[Collected data entries]
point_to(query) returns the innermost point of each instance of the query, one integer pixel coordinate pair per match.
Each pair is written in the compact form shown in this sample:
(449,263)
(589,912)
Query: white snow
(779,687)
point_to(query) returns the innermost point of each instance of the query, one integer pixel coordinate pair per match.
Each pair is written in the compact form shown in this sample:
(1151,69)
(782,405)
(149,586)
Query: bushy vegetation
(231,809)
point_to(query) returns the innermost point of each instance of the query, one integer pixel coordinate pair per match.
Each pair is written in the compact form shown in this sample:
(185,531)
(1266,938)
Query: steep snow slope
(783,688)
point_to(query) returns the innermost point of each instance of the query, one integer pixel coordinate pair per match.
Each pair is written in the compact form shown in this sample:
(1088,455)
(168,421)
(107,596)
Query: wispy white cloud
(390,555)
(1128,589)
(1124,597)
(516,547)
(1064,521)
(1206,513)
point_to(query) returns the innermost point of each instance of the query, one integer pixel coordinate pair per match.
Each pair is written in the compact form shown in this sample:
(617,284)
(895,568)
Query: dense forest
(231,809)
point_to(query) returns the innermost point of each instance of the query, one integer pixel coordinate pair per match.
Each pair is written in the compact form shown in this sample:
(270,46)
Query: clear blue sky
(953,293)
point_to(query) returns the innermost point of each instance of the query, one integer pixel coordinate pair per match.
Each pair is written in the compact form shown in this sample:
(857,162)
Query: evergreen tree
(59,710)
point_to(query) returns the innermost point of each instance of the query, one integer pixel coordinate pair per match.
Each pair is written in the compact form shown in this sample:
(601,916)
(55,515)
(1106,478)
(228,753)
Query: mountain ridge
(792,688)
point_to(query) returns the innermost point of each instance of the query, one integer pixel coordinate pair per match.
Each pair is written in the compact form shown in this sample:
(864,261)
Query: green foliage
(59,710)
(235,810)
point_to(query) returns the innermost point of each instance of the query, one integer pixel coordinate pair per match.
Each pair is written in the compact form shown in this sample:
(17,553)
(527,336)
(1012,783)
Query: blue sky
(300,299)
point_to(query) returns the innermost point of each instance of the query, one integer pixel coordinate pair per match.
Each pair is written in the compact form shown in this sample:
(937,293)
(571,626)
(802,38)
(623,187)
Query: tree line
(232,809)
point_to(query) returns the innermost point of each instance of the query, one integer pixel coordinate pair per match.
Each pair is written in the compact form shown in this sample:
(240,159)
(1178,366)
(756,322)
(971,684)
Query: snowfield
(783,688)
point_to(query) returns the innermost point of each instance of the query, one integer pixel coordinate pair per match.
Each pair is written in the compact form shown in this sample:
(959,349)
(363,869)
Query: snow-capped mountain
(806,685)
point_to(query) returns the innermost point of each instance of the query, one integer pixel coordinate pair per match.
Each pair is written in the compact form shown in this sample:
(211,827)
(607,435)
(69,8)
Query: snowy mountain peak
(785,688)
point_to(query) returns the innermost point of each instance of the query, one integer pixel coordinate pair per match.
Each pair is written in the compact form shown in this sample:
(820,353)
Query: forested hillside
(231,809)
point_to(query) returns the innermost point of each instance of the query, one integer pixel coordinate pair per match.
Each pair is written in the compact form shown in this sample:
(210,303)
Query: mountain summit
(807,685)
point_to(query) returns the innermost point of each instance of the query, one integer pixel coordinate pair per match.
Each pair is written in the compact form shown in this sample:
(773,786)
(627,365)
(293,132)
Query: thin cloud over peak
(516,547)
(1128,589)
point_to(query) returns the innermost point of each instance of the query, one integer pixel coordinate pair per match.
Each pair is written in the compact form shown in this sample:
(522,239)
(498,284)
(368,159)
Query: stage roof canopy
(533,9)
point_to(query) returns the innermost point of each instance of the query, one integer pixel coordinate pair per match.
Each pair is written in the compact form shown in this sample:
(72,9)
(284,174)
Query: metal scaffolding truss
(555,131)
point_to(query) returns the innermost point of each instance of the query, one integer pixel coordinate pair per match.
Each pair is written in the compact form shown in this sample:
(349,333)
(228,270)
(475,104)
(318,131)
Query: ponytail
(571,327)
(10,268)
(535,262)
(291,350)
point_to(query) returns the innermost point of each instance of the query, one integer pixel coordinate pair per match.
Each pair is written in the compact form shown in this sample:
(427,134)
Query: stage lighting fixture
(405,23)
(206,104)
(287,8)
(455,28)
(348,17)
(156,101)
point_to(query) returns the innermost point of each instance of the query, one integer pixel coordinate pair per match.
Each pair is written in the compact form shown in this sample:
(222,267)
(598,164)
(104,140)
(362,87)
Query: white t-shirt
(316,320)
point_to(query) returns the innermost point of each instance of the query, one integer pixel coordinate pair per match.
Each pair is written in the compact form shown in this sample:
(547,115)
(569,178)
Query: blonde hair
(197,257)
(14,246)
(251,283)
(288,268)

Short problem. Write down the full listing again, exactly.

Result below.
point_to(query) returns the innermost point of each instance of the query, one integer pixel coordinate pair per match.
Each pair is written in the compact form shown in this sample:
(449,263)
(589,912)
Query: white snow
(779,687)
point_to(query) returns the innermost point of each instance of the query, one integer pixel coordinate pair per match.
Each pair is written in the compact form shown in this sample:
(1151,69)
(782,405)
(149,586)
Query: bushy vegetation
(231,809)
point_to(query) returns the innermost point of each instance of the query, one integer pixel coordinate pair per match.
Each pair is written in the compact form shown in this sample:
(185,531)
(1266,938)
Query: steep snow slope
(783,688)
point_to(query) returns the innermost point of each instance of the query, one integer pixel coordinate pair per match.
Each pair is written in the compact form shown in this sample:
(1088,455)
(168,421)
(107,596)
Query: wispy white cloud
(390,555)
(1128,589)
(1124,597)
(516,547)
(1064,521)
(1206,513)
point_to(query) returns the innermost point of each instance of the query, one integer pixel coordinate pair per match.
Each pair is written in the compact form shown in this sample:
(617,284)
(895,568)
Query: dense forest
(231,809)
point_to(query) returns the innermost point of each instance of the query, one integer pixel coordinate pair per match.
Each pair is written in the compact form shown in this sample:
(270,46)
Query: clear blue sky
(953,293)
point_to(query) returns the innermost point of each instance of the query, one integer pixel coordinate pair per match.
Each pair is written in the compact form shown in this sample:
(857,162)
Query: evergreen tree
(59,710)
point_to(query) returns the innermost point of each instance of the query, one integer pixel coordinate pair per match.
Each pair is written in the compact form shown in this sample:
(601,916)
(55,515)
(1106,478)
(228,753)
Query: mountain ridge
(792,688)
point_to(query) returns the innermost point of each instance of the query, one integer pixel coordinate pair per match.
Each pair is written in the compact form shown in this sample:
(864,261)
Query: green foliage
(59,710)
(235,810)
point_to(query) returns the innermost point of each instance of the query, one integer pixel coordinate pair per match.
Each pair is written in the compact form shown in this sample:
(17,553)
(527,336)
(1012,783)
Query: blue sky
(300,299)
point_to(query) returns the innermost point of each instance of the query, one integer pixel coordinate pair per match.
Each pair is written in the compact form shown in this sample:
(937,293)
(571,626)
(802,38)
(623,187)
Query: tree line
(232,809)
point_to(query) returns the innermost point of each instance of the query, one integer pixel coordinate pair per match.
Each pair is written in the compact form shown in this sample:
(240,159)
(1178,366)
(756,322)
(971,684)
Query: snowfield
(783,688)
point_to(query) returns the innermost point of each instance of the query, one integer pixel coordinate pair per match.
Each pair is written in the compact form shown in this sample:
(959,349)
(363,869)
Query: snow-capped mountain
(806,685)
point_to(query) returns the innermost point of each instance of the query, one integer pixel coordinate pair per match.
Each pair is written in the compact form shown in this sample:
(211,827)
(607,435)
(69,8)
Query: snowy mountain peak
(785,688)
point_to(query) returns the innermost point of each instance of the query, one integer pixel coordinate pair per match.
Each pair is written in the compact form shown in this sample:
(820,353)
Query: forested hillside
(231,809)
point_to(query) returns the innermost point of each instance of the query, one integer pixel coordinate pair per match.
Each pair is written in the compact form shown in this sample:
(210,303)
Query: mountain summit
(807,685)
point_to(query) returns the innermost point of each instance of the query, one integer pixel coordinate pair per match.
Each pair is written in the compact form shown in this sample:
(773,786)
(627,365)
(293,132)
Query: thin cloud over peak
(516,547)
(1128,589)
point_to(query) returns the innermost point of each instance of the query, one integer pixel coordinate pair per match.
Each pair is written in the compact form shown in this sample:
(522,239)
(498,284)
(368,159)
Query: stage roof canopy
(533,9)
point_to(query) returns the innermost point of each instance of the query, one integer pixel coordinate pair per match.
Each pair is written in the compact form shown in this sample:
(72,9)
(284,174)
Query: metal scaffolding truss
(555,131)
point_to(query) returns the innermost point of each instance of the query, one integer pixel coordinate pair per match.
Each pair is written in the compact form shown in this sample:
(349,333)
(228,270)
(475,104)
(318,131)
Query: ponytail
(571,327)
(10,268)
(535,262)
(291,350)
point_to(query) returns the innermost point of each instance of the query, one integer pixel coordinate pair per match.
Each pair is written in the compact form shown in this sample:
(427,134)
Query: stage lighting fixture
(405,23)
(206,104)
(287,8)
(455,28)
(348,17)
(156,101)
point_to(query) returns the innermost point of each instance of the query, one integer pixel coordinate pair per match.
Each pair is written in the compact form shown in this sample:
(222,267)
(598,164)
(104,140)
(362,87)
Query: white t-shirt
(316,320)
point_to(query) returns the innermost point of each instance of the query, one integer pixel coordinate pair per match.
Each pair is written in the compact form shown in this sample:
(547,115)
(569,178)
Query: blonde hair
(197,257)
(14,246)
(251,283)
(288,268)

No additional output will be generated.